::: Working data

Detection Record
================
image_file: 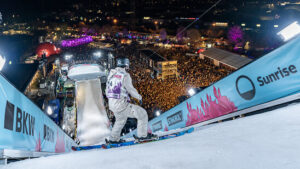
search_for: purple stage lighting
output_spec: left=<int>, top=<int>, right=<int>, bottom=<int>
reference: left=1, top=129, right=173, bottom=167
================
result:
left=61, top=36, right=93, bottom=47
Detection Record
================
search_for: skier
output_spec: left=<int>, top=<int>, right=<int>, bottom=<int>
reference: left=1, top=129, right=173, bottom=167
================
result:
left=106, top=58, right=155, bottom=143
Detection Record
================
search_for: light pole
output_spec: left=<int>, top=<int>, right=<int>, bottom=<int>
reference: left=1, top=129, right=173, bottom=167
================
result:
left=93, top=51, right=102, bottom=58
left=65, top=54, right=73, bottom=60
left=0, top=55, right=6, bottom=71
left=277, top=21, right=300, bottom=42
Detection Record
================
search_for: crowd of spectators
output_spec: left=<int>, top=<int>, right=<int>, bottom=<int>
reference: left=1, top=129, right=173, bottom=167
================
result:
left=119, top=47, right=233, bottom=118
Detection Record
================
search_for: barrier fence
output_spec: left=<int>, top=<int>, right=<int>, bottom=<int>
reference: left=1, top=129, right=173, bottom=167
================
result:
left=0, top=74, right=76, bottom=154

::::::

**Instruction**
Switch every "Detection Record" in the records to "Detection Entry" and write all the records out again with nothing else changed. Leave the pictures out.

**Problem solution**
Detection Entry
================
image_file: 
search_for: purple stage lighting
output_spec: left=<int>, top=<int>, right=<int>, bottom=<int>
reference: left=1, top=129, right=173, bottom=167
================
result:
left=61, top=36, right=93, bottom=47
Detection Entry
================
search_for: skier
output_spec: left=<int>, top=<int>, right=<int>, bottom=<int>
reference: left=1, top=129, right=173, bottom=167
================
result:
left=106, top=58, right=155, bottom=143
Detection Entry
================
search_for: light pole
output_spec: left=<int>, top=<int>, right=<int>, bottom=<int>
reference: left=1, top=129, right=173, bottom=167
================
result:
left=93, top=51, right=102, bottom=58
left=65, top=54, right=73, bottom=60
left=0, top=55, right=6, bottom=71
left=277, top=21, right=300, bottom=42
Detection Entry
================
search_for: crowd of spectators
output_spec: left=<int>, top=<int>, right=<int>, bottom=<int>
reference: left=1, top=129, right=173, bottom=167
================
result:
left=119, top=47, right=233, bottom=118
Detection Entry
================
search_for: barrier fence
output_spec: left=<int>, top=<int>, right=<int>, bottom=<int>
reference: left=1, top=129, right=173, bottom=167
================
result:
left=0, top=74, right=76, bottom=154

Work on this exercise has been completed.